WRITTEN EXERCISE — Transcribe only the part of the listing below that begins at the line containing "For every instance of the woman" and runs to its final line, keeping both ends.
________________
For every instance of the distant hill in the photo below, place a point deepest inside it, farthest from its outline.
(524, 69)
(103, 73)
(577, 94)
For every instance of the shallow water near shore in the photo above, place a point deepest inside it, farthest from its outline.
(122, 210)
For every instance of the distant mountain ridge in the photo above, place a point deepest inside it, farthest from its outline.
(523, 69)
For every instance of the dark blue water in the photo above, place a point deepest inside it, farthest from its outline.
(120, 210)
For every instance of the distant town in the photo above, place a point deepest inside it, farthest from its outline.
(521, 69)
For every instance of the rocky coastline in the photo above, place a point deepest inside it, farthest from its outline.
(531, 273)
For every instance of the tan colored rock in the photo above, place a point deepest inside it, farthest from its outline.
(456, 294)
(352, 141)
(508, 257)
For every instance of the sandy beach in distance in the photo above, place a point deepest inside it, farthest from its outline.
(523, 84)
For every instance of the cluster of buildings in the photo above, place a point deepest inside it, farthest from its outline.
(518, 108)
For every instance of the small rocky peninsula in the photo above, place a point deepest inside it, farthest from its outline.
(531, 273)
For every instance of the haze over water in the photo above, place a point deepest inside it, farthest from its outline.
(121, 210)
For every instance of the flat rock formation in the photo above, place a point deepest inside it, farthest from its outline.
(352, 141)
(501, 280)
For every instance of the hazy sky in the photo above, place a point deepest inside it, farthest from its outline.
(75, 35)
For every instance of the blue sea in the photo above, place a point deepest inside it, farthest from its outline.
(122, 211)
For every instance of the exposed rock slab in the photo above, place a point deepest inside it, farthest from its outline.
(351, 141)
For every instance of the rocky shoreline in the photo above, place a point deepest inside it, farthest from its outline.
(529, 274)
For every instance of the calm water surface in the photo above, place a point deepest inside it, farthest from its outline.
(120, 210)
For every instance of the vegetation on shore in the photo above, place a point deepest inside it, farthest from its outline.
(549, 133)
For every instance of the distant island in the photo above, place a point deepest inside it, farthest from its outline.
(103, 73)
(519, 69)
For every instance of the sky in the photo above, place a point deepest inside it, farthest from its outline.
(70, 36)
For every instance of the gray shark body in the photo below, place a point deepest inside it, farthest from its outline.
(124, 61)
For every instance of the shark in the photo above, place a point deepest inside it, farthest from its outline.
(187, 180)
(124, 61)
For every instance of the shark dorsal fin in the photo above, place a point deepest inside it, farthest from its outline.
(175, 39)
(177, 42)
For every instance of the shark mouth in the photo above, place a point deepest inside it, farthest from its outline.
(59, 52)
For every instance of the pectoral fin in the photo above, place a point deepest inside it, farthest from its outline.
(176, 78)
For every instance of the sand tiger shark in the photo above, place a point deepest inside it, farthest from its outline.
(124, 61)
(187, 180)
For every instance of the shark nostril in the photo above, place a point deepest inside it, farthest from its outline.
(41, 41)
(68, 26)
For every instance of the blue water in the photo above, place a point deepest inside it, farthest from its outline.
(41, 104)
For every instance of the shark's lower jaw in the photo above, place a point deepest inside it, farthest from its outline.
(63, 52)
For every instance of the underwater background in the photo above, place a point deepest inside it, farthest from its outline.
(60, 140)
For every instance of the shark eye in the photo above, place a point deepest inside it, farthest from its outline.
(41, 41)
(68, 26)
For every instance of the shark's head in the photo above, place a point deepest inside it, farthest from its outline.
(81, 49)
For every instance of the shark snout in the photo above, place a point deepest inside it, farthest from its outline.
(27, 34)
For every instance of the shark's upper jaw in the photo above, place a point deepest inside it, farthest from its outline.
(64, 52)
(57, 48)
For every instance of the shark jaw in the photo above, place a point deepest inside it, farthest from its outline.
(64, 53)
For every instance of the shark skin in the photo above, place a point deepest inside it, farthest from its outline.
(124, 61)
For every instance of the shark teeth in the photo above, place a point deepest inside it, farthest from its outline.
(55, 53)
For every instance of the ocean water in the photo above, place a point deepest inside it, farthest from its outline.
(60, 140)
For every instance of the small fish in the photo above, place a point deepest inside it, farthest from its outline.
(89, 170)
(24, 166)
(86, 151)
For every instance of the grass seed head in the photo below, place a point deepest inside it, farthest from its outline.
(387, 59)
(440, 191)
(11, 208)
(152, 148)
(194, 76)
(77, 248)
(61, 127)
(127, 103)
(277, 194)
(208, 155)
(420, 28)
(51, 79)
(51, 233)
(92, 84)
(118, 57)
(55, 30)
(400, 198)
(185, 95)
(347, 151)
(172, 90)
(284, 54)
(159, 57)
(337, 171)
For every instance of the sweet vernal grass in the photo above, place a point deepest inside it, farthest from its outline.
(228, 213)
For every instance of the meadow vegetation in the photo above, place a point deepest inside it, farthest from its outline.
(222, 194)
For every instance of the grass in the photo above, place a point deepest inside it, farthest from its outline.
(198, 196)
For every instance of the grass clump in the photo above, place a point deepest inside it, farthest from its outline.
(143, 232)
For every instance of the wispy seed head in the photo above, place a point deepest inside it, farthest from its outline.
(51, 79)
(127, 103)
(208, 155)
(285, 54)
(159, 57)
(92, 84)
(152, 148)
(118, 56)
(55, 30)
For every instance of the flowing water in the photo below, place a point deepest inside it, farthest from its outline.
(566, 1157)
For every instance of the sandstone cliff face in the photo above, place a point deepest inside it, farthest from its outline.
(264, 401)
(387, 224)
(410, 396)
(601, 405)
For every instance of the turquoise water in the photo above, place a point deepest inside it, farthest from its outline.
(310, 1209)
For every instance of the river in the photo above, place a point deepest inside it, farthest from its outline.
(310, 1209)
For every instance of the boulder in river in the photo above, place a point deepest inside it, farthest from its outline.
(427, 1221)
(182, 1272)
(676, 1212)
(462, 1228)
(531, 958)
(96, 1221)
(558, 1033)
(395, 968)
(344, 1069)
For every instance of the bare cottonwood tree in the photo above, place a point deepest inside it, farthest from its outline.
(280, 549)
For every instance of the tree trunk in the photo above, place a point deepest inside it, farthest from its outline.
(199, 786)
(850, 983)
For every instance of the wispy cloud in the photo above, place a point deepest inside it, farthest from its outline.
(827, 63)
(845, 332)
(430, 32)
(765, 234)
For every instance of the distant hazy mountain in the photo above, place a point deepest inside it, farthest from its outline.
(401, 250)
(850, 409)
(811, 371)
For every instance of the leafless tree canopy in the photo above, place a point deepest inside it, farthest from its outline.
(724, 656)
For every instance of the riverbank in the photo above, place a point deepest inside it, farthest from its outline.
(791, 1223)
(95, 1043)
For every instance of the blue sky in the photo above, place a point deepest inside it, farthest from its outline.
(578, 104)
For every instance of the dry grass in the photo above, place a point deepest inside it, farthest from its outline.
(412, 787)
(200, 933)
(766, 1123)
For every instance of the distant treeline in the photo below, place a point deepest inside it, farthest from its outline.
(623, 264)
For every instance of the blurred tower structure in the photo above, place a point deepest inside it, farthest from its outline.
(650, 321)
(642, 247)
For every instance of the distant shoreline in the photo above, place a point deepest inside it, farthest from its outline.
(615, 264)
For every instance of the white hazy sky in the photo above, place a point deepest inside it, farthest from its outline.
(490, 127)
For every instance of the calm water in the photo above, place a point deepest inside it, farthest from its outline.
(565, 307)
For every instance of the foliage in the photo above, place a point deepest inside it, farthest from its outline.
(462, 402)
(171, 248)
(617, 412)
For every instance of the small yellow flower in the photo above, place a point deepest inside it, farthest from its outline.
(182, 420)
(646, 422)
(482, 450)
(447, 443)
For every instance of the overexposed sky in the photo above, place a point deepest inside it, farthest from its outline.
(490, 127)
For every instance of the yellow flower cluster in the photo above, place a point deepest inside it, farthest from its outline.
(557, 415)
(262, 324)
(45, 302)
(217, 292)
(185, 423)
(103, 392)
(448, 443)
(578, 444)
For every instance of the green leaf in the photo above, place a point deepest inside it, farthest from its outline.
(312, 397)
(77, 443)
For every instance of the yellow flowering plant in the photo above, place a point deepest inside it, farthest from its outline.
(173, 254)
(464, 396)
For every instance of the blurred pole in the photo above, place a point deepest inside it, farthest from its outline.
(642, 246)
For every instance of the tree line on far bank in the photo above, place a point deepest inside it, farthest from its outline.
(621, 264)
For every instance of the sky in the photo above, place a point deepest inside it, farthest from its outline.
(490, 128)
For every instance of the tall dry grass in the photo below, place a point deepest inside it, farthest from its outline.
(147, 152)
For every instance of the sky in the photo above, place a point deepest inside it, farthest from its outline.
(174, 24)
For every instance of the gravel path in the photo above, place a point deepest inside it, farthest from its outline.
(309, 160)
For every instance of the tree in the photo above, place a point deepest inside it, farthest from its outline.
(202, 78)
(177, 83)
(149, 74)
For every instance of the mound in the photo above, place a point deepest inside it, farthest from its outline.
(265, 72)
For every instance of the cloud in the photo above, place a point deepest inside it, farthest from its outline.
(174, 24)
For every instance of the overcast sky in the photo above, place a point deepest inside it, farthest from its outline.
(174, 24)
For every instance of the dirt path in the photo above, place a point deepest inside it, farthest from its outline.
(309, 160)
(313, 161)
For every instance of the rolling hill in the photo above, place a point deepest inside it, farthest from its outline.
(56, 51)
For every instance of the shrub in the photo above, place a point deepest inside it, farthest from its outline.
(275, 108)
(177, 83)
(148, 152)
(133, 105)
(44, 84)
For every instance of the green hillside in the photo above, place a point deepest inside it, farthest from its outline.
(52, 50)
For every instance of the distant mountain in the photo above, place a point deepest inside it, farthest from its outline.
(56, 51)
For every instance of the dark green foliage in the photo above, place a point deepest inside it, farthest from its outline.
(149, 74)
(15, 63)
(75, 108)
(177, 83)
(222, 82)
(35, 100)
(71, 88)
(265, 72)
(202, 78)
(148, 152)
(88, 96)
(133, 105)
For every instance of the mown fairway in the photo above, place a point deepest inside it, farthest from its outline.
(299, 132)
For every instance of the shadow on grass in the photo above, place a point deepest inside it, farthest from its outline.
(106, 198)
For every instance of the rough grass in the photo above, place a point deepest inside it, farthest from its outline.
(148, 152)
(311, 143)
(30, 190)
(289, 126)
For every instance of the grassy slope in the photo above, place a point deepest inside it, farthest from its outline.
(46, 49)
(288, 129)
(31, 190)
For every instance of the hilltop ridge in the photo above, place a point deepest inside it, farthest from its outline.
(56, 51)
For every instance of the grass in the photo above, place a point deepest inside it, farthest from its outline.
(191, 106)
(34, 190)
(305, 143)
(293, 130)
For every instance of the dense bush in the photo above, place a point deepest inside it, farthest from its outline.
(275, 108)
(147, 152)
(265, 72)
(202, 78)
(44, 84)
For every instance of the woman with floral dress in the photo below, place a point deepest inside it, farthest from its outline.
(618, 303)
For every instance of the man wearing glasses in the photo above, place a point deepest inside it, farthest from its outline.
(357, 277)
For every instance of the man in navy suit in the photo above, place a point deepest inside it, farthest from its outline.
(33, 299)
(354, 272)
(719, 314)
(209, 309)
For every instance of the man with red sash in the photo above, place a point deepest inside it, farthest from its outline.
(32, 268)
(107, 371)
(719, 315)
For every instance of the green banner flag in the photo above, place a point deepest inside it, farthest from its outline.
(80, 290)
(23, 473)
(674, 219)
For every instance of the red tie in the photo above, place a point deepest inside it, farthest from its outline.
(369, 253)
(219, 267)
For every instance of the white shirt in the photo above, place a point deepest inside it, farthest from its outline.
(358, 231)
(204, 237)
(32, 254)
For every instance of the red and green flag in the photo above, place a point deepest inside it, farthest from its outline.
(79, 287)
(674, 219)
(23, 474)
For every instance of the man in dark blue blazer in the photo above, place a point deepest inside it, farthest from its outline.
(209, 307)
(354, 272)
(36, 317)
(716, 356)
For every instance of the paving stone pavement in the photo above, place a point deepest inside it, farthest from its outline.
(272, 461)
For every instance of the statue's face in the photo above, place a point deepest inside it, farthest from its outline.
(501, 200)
________________
SOLVED PROBLEM —
For every instance of the woman with floral dress in the photo below, place a point deepest inside it, farthest from its outline.
(618, 303)
For every instance of the man wearing glasses in the photo above, place a point deepest inside it, farthest from its outline.
(357, 277)
For every instance of the man in navy suit in the photo above, place a point deepest inside it, farthest from its outline.
(33, 299)
(354, 272)
(719, 314)
(209, 309)
For every instance of the man with red sash in the photo above, place a point deepest inside it, farthest from its outline.
(32, 268)
(107, 371)
(719, 315)
For every instance of the green banner flag in the photo above, place a point deepest inside it, farthest from its outline.
(80, 290)
(23, 473)
(674, 219)
For every instance of the red tie in the photo above, place a point deepest inside it, farthest from its outline.
(369, 253)
(219, 267)
For every instance of the white shirt in the photo above, place a point deepest inside it, farthest from its outline.
(358, 231)
(204, 237)
(32, 254)
For every instance of the red and green flag in the photo above, place a point deepest inside it, farthest from its outline.
(79, 287)
(674, 219)
(23, 474)
For every instance of the man in dark blue blazer in the photo above, place a point deepest inside it, farthest from its outline.
(209, 307)
(354, 272)
(36, 317)
(716, 356)
For every instance of the paving stone pavement in the photo above, place a point deepest inside it, farthest from its outline.
(272, 461)
For every instance of the statue's face in the photo above, place a point deepest inside it, farthest from its outline.
(501, 200)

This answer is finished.